**** MATERIALS PROVIDED
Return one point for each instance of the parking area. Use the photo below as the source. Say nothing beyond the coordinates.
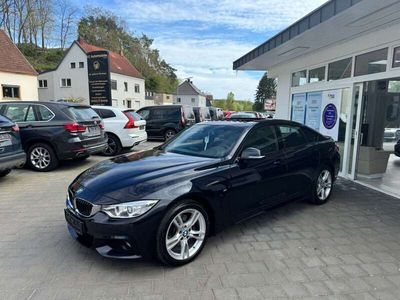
(346, 249)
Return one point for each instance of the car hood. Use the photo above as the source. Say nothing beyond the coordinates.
(138, 175)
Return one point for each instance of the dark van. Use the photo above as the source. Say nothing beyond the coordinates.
(165, 121)
(54, 131)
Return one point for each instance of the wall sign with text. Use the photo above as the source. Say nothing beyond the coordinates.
(99, 78)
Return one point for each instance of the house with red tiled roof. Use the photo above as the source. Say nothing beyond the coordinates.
(70, 80)
(18, 79)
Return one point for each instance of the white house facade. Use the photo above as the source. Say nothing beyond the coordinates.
(70, 79)
(338, 71)
(18, 79)
(188, 94)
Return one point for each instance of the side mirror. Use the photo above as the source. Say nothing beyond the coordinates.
(251, 153)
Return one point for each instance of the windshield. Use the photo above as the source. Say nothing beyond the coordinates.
(206, 140)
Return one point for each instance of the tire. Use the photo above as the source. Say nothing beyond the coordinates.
(42, 158)
(322, 186)
(114, 145)
(169, 134)
(5, 172)
(193, 243)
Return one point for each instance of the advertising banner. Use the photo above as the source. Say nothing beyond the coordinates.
(330, 111)
(313, 110)
(299, 107)
(99, 78)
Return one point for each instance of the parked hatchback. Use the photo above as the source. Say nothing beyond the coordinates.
(124, 128)
(201, 114)
(54, 131)
(165, 121)
(11, 153)
(168, 200)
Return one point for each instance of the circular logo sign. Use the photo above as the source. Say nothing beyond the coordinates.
(330, 116)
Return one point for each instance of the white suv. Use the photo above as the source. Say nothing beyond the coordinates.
(124, 128)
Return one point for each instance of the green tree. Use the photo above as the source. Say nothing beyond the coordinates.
(266, 90)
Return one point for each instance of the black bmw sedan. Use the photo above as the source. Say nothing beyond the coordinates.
(168, 200)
********
• [WHAT IS EXPECTED] Print every entry above again without changing a word, and omit the pictures.

• [TASK ANSWER]
Return one point for each instance of the parking area. Use the photo below as the source. Say nothing beyond the coordinates.
(346, 249)
Return one point for each instance of the car hood. Use the photo above as the source. Say nothing beyond the coordinates.
(138, 175)
Return one point for each instance of the dark van. Use the photo above as the source. Say nothing beyond the coordinates.
(165, 121)
(54, 131)
Return one point for each instance of the wall sign with text. Use the photo above as the source. Say nothing beyond the coordinates.
(99, 78)
Return one point for each instance of the house with red tiled roof. Use the photo above as the source. Say nothing beyond the coordinates.
(70, 80)
(18, 79)
Return one point for each instance of the white house facade. Use the photo above as the source. Say nothing beyond the coordinates.
(70, 79)
(338, 71)
(18, 79)
(188, 94)
Return one point for each instance of the side mirror. Use the photo above as the source. Say nothing beyond the coordinates.
(251, 153)
Return one point for each instance of the windshield. Use the photo above as the source. Say nothing beyond the coordinates.
(206, 140)
Return one point for each instance of the tire. Use the photo above as the source. Say nothing beyond the coordinates.
(42, 158)
(322, 186)
(114, 145)
(169, 134)
(5, 172)
(193, 243)
Return one point for each instance of the advertising banner. Use the photo above as the source. Say nothing beyond the coordinates.
(330, 111)
(313, 110)
(299, 107)
(99, 78)
Return one point for each instance of the parked hatchback. Use the photo above as the source. Say nothing beyond the coordinates.
(124, 128)
(201, 114)
(54, 131)
(165, 121)
(11, 153)
(168, 200)
Return one point for each instance of the circular logo sign. Use the photo above as the source. Say nothing beyond the coordinates.
(330, 116)
Return one point for each instance of the white suv. Use the photo above as the source. Say nothing beyond the coordinates.
(124, 128)
Return one point for each instance of the green tree. Use the photo above as the source. Say nothing beyond the coordinates.
(266, 90)
Return one point for each instance of the black bmw sedan. Use the photo above as the source. Say nothing beyond the coordinates.
(168, 200)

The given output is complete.